ENTRIES SHOWN

START

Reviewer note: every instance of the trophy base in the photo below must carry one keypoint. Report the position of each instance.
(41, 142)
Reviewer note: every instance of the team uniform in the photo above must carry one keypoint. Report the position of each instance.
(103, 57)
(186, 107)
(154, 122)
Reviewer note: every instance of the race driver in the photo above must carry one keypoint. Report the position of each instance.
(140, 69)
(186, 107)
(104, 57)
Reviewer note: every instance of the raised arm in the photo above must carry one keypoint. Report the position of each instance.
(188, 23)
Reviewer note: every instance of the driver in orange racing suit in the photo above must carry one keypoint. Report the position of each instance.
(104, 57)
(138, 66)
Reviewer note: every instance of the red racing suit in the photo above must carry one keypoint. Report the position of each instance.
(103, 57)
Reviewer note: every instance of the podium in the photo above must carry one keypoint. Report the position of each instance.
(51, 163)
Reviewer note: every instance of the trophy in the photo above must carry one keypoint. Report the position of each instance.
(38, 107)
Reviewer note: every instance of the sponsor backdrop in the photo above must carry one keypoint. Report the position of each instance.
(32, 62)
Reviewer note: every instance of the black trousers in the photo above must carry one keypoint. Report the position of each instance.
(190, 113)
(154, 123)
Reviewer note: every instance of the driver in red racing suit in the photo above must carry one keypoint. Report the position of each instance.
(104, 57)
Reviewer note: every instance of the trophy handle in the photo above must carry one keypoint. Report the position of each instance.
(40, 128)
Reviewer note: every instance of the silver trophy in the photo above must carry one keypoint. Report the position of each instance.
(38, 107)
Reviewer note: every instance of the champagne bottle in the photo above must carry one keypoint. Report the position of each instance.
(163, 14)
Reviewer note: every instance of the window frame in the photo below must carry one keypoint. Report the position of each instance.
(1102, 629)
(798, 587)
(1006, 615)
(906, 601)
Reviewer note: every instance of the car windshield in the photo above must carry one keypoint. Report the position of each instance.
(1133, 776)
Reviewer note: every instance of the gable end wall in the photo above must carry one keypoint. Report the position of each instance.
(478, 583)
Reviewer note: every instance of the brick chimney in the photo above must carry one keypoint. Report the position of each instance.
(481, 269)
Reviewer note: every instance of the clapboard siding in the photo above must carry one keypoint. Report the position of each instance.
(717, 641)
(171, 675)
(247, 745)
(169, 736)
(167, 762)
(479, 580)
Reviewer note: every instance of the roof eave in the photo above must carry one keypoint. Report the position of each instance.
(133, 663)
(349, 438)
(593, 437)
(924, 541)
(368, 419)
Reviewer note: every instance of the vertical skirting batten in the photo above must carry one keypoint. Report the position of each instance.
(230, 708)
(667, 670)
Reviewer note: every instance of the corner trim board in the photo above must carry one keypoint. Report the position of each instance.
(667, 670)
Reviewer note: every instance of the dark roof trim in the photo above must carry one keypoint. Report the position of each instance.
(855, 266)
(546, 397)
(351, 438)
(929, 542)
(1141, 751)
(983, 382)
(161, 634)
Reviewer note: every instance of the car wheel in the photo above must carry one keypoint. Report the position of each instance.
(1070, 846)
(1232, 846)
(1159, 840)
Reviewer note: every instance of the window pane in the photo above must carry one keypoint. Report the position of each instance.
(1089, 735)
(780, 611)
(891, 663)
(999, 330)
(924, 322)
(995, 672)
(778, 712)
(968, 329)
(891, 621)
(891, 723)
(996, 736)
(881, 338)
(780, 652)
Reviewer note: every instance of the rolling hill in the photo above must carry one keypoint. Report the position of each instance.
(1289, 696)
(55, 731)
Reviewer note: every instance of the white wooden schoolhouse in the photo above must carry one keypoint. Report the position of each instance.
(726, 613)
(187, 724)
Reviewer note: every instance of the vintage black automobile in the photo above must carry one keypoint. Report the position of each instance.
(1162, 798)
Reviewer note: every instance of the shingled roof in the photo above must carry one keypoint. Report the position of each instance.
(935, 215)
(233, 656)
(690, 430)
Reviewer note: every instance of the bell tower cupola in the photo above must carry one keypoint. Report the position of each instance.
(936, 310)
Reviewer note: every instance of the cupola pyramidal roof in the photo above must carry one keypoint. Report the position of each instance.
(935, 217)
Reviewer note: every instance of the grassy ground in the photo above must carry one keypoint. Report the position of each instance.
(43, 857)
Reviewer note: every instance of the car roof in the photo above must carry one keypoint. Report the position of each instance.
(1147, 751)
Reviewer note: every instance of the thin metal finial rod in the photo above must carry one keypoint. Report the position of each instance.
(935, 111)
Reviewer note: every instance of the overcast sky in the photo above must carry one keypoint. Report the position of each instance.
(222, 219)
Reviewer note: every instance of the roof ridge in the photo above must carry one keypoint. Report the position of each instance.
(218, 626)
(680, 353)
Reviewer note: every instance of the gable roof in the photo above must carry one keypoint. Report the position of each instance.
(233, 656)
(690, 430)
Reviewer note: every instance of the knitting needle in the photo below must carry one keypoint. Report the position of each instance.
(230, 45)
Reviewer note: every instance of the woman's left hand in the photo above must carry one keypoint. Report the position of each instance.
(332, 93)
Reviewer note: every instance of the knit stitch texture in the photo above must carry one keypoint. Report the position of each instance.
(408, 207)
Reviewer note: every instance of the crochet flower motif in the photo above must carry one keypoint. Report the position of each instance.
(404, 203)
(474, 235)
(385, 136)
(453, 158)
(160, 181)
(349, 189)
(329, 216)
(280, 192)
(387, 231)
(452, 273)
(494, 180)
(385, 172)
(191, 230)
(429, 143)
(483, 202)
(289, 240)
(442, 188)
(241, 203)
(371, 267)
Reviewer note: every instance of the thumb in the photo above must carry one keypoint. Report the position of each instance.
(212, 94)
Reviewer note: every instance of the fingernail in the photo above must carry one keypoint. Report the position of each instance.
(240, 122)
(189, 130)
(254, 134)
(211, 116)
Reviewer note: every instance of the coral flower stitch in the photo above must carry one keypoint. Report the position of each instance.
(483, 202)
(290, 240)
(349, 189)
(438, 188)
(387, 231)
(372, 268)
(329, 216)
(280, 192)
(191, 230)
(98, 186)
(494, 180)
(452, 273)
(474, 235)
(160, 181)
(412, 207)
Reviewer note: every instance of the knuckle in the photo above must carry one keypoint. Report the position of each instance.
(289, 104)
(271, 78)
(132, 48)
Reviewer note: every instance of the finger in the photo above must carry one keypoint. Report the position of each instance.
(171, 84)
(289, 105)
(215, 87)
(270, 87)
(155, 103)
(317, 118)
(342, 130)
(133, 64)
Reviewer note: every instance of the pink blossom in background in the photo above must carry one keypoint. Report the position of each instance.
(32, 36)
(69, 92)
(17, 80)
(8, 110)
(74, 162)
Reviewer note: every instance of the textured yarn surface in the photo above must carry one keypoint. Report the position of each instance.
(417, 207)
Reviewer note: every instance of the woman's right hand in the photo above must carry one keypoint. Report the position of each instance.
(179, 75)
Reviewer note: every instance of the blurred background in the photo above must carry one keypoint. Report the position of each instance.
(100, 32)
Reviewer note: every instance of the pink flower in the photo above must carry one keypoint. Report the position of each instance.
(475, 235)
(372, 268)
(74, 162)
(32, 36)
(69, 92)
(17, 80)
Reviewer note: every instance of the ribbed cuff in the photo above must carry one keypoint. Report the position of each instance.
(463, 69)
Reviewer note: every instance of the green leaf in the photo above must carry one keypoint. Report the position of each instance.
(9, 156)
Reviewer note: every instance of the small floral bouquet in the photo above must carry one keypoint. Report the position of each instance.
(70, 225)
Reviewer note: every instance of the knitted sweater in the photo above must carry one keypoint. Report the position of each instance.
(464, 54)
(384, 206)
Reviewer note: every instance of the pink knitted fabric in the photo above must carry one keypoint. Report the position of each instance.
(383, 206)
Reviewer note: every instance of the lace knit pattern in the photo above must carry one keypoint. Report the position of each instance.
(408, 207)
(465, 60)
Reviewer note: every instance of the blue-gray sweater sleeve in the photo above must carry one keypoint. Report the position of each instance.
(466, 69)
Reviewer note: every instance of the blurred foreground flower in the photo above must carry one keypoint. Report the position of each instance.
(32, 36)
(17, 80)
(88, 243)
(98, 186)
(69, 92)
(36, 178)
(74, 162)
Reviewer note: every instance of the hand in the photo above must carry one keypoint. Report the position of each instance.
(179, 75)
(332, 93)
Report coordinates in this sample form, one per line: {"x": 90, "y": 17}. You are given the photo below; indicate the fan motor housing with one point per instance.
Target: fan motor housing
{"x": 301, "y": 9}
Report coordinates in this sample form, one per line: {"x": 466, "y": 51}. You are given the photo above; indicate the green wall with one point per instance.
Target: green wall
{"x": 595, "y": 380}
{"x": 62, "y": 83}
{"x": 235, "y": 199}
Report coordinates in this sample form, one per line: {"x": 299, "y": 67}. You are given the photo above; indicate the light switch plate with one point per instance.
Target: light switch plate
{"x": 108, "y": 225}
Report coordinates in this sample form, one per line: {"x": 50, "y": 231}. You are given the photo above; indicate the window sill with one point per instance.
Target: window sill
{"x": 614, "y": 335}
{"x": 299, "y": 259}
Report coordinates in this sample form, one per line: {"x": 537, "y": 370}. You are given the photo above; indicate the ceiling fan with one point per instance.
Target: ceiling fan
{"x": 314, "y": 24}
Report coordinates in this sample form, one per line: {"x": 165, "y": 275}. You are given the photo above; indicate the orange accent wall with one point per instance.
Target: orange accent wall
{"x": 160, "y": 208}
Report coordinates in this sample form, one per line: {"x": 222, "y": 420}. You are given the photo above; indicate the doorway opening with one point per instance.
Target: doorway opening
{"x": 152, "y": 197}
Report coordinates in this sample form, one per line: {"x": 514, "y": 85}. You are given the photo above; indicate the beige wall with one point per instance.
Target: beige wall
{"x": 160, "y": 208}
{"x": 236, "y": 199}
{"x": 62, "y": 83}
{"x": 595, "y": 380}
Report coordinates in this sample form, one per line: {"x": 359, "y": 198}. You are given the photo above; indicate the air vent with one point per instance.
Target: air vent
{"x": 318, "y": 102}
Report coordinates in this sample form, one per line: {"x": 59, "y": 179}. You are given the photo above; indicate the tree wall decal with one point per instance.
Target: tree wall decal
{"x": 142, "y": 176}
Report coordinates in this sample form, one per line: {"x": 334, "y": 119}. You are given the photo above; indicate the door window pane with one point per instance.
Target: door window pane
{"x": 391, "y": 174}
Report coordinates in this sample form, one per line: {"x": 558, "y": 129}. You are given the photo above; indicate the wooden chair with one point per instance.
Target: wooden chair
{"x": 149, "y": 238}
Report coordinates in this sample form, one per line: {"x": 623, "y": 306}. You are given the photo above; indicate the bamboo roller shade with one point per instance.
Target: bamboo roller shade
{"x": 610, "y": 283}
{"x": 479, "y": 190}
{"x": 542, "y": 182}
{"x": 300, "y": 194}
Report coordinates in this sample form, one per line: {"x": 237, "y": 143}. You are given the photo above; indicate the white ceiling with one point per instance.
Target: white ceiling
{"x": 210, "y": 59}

END

TASK STATEMENT
Find the line containing "vent with one point per instance.". Reproduce it exactly, along with every line after it through the last.

RESPONSE TO THIS EXERCISE
Report coordinates in this sample form, one per line: {"x": 359, "y": 198}. You are given the photo above; indicate the air vent with one point per instance.
Target: air vent
{"x": 318, "y": 102}
Report coordinates in this sample form, one per line: {"x": 59, "y": 179}. You are given the photo above; indicate the tree wall decal with one point per instance.
Target: tree wall decal
{"x": 142, "y": 176}
Report coordinates in this sample form, one per line: {"x": 334, "y": 119}. You are given the photo above; indicate the door window pane with one point per instance.
Target: door window pane
{"x": 391, "y": 174}
Report coordinates in this sample form, one per line: {"x": 558, "y": 129}. You are given the photo above; indicate the wooden chair with one point per instance.
Target: wooden chair
{"x": 149, "y": 238}
Report coordinates in this sample form, one per line: {"x": 623, "y": 306}. You are given the photo above; indicate the bamboo roller shade with one point per instance.
Target: bamboo roller shade
{"x": 610, "y": 283}
{"x": 479, "y": 190}
{"x": 542, "y": 182}
{"x": 300, "y": 194}
Report coordinates in this sample form, one per line: {"x": 237, "y": 143}. You are given the photo above; indicate the white ceiling with one point per instance.
Target: white ceiling
{"x": 210, "y": 59}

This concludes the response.